Extracted records:
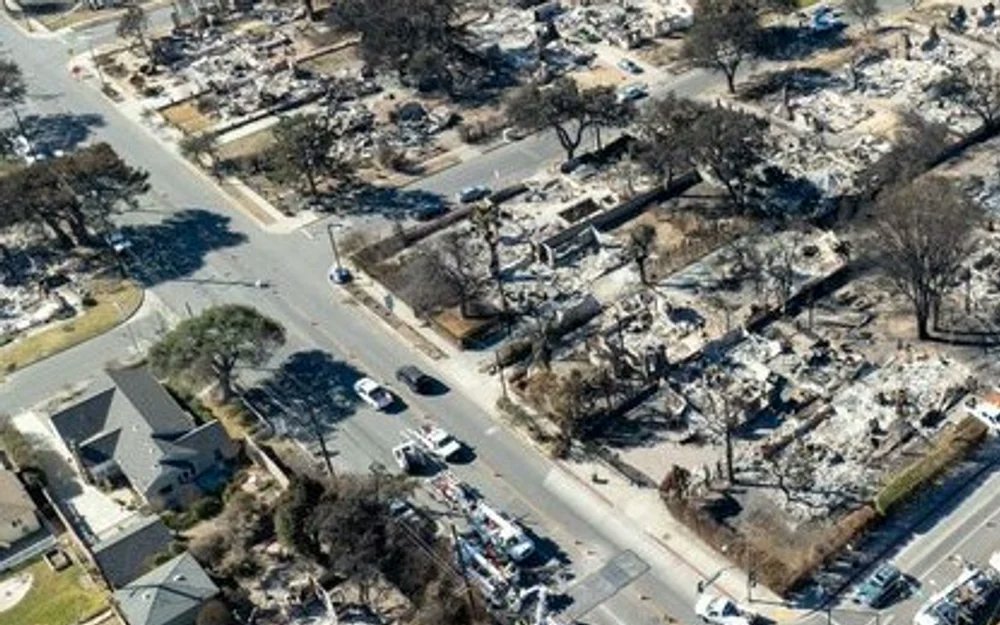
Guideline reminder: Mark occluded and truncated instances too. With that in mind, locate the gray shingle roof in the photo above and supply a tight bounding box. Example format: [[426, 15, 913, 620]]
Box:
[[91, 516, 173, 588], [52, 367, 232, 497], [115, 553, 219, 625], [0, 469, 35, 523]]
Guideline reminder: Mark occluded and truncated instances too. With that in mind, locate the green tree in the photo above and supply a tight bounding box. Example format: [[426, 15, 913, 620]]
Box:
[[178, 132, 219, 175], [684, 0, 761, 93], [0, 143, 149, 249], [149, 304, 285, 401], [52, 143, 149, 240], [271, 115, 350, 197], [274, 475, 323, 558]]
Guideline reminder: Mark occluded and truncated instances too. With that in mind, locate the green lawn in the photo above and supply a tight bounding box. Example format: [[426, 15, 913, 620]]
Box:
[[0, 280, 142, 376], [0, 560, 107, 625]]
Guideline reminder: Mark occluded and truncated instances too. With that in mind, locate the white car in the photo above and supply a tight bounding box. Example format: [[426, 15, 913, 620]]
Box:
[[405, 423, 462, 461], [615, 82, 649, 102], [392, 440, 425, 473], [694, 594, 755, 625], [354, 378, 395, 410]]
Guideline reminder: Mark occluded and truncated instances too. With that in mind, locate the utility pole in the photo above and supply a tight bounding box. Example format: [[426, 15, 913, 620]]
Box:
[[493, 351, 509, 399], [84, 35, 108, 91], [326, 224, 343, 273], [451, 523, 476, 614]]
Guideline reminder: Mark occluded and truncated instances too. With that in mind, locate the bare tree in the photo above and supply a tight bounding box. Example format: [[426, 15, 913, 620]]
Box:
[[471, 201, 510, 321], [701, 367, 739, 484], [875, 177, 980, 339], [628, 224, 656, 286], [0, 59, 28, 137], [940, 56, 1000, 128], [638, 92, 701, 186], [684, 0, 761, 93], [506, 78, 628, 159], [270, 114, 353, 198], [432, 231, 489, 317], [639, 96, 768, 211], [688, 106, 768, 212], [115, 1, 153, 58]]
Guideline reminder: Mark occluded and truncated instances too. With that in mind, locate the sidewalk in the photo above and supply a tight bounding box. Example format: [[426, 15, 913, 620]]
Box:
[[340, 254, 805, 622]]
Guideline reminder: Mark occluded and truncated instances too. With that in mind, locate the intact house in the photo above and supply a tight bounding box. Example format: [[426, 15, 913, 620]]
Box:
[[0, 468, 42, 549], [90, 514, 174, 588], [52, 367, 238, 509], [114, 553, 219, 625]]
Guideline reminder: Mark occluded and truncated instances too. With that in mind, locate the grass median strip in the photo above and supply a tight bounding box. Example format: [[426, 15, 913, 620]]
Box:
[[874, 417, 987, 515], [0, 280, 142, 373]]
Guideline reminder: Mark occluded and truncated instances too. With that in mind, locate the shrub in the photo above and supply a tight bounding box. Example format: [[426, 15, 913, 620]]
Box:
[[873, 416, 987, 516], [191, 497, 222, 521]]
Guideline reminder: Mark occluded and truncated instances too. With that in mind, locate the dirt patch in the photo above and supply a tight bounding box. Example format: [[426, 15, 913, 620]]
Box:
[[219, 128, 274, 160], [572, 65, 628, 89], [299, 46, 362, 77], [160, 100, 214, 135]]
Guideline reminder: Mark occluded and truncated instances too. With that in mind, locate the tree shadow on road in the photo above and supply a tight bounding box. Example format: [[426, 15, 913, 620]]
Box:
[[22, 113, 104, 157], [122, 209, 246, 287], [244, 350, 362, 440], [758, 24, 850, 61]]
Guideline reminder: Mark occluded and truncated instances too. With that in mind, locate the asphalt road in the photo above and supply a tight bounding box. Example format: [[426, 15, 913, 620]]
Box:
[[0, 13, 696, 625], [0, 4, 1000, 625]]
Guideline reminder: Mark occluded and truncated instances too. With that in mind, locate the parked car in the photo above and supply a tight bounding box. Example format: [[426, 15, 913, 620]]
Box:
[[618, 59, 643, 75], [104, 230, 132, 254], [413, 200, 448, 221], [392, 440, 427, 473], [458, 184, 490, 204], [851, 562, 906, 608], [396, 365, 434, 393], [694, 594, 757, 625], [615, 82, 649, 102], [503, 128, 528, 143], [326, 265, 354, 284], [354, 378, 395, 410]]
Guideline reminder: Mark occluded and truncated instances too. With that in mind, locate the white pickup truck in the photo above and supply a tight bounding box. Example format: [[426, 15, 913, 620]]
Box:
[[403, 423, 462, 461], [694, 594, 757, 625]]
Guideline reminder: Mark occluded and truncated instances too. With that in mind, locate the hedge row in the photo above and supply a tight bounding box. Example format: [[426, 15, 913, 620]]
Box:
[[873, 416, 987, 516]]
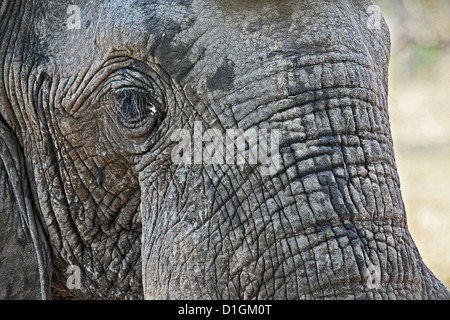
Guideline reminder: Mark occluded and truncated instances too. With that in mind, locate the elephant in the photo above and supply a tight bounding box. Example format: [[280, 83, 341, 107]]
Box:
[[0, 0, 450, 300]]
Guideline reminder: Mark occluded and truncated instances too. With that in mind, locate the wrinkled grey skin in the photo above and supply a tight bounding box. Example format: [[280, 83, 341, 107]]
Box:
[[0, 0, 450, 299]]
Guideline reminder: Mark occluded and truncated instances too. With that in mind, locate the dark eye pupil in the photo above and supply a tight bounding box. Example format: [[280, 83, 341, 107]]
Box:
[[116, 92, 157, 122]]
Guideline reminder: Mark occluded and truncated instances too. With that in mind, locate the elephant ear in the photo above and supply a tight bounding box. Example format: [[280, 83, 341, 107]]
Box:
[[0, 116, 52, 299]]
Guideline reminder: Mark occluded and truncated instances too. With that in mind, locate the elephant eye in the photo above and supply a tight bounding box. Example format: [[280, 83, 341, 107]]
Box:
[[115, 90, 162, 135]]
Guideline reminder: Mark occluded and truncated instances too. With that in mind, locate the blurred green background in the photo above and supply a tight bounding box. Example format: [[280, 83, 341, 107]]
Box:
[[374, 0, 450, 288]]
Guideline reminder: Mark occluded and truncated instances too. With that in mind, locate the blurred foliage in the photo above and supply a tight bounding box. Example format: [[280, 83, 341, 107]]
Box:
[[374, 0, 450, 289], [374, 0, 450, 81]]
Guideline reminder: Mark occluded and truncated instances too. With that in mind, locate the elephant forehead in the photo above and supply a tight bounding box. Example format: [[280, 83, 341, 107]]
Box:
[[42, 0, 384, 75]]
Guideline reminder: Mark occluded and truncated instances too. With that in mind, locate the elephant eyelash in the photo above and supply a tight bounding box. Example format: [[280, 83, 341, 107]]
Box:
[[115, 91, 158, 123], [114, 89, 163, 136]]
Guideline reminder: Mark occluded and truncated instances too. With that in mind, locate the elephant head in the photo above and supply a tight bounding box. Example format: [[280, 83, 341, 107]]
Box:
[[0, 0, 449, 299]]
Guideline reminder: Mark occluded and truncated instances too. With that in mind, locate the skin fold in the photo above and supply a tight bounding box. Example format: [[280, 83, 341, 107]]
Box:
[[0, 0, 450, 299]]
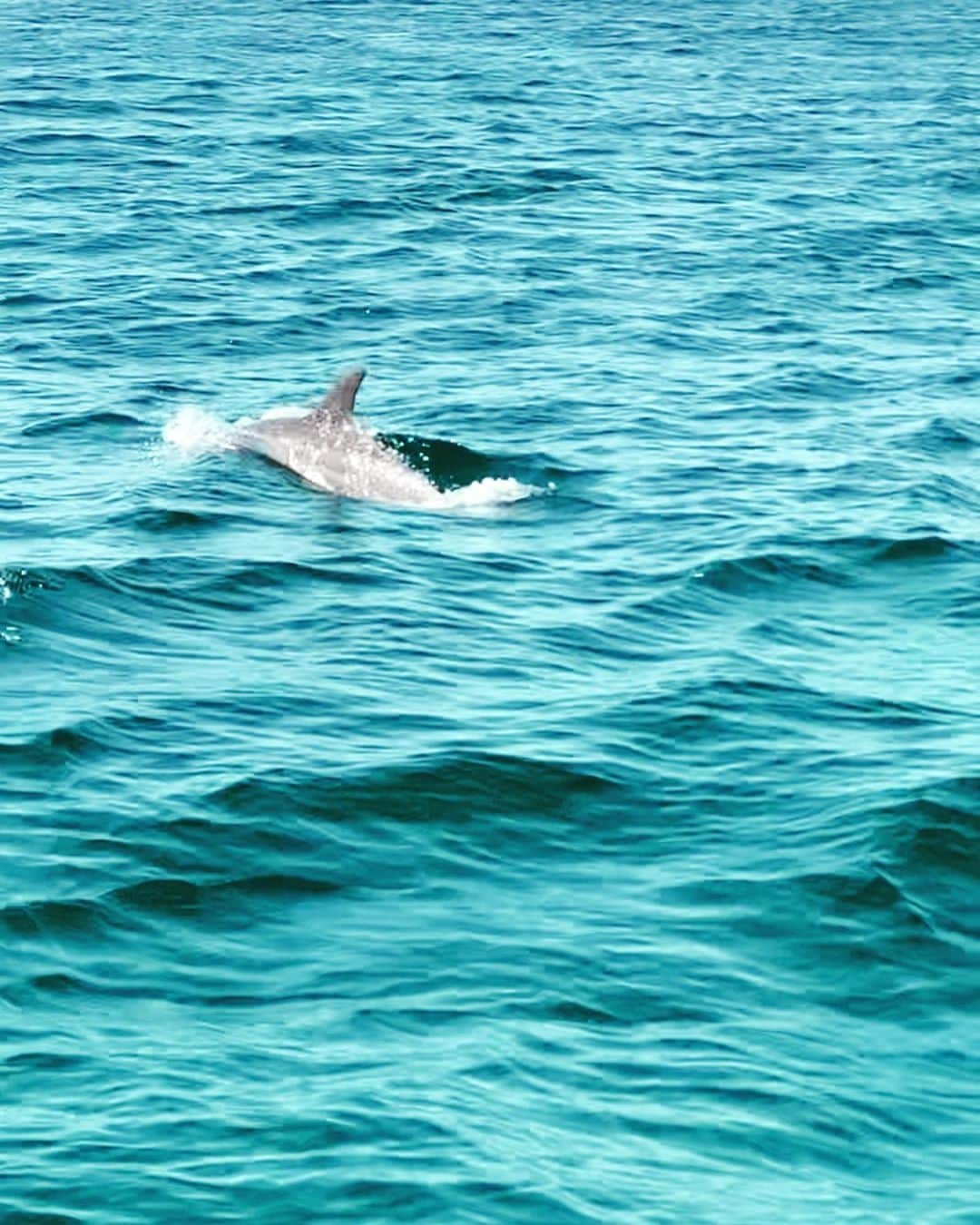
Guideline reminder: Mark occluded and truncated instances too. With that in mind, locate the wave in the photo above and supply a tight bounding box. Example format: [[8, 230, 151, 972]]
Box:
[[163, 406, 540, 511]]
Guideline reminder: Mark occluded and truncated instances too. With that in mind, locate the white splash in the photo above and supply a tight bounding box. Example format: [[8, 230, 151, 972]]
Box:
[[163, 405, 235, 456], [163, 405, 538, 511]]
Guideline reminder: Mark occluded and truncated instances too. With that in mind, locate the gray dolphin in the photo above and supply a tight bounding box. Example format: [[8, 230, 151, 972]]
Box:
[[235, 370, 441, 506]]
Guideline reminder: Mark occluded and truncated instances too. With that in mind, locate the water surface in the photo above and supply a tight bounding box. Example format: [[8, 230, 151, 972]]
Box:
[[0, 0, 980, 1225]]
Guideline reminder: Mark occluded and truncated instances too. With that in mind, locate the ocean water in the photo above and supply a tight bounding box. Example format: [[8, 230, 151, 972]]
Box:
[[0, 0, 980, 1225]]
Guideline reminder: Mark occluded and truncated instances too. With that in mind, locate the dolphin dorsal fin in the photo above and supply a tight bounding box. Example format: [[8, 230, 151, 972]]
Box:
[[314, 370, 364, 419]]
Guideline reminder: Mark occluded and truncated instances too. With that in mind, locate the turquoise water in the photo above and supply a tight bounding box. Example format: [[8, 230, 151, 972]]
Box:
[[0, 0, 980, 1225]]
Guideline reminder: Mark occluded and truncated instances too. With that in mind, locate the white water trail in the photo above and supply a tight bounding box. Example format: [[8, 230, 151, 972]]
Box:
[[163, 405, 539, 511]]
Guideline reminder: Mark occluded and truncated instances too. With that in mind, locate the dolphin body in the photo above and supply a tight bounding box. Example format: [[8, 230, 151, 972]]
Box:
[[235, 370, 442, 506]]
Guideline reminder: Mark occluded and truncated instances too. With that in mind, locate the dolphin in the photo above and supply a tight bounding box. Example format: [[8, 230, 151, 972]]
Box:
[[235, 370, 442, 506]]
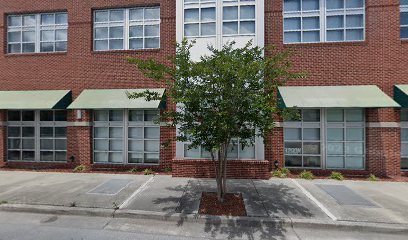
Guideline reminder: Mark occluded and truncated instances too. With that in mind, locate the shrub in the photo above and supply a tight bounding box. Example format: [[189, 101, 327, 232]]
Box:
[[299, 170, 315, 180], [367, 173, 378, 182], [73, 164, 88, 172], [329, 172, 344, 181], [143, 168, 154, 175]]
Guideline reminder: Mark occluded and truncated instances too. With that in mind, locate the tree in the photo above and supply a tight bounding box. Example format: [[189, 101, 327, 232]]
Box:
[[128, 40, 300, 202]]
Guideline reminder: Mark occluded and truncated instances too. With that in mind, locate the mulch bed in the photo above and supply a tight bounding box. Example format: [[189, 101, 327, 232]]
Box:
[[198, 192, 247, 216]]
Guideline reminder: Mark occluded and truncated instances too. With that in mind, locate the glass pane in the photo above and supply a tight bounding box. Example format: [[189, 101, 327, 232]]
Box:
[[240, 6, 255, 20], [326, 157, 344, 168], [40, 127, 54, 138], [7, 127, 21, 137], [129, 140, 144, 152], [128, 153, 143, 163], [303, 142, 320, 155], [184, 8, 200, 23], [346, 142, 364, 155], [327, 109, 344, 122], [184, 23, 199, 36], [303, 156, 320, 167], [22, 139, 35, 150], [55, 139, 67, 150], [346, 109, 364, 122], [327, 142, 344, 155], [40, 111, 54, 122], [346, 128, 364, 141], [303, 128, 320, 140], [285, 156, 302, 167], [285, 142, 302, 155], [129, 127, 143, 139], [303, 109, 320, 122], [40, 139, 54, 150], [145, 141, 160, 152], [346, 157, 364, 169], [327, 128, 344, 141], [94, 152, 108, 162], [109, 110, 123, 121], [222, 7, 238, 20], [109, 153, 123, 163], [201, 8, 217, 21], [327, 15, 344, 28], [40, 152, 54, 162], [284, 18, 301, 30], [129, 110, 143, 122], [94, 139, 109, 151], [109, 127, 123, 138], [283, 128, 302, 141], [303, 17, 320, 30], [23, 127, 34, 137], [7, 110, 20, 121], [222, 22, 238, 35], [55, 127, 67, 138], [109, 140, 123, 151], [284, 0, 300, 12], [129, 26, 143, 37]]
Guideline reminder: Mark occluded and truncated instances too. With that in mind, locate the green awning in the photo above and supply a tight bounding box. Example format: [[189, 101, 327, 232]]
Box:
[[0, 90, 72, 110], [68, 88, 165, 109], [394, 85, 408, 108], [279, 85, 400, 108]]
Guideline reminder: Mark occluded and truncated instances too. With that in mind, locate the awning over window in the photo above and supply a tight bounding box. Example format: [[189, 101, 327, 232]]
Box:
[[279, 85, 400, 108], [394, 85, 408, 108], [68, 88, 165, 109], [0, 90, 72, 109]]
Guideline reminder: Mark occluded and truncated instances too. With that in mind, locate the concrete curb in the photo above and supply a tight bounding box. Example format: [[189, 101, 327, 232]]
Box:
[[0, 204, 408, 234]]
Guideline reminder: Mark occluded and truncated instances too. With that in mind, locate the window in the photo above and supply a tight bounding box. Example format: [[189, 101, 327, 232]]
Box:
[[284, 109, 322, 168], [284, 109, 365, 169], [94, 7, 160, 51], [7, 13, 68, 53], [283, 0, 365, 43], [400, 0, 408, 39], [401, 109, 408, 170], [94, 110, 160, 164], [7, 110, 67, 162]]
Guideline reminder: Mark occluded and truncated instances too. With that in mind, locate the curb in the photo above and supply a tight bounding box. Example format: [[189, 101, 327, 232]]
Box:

■ Your objective
Find every line in the listing above that contains the word "blurred" and copy each of those lines.

■ Task response
Guideline reminder: Mark occluded and truncated instances too. With that in mind, locate the blurred green background in the photo above and supply a tight bounding box. Example format: [[280, 83, 341, 107]]
Guideline reminder: Mark occluded and truncated instances too. With that in mind, locate the blurred foliage in the photo above and supply a tight bounding box. Example format: [[280, 83, 341, 107]]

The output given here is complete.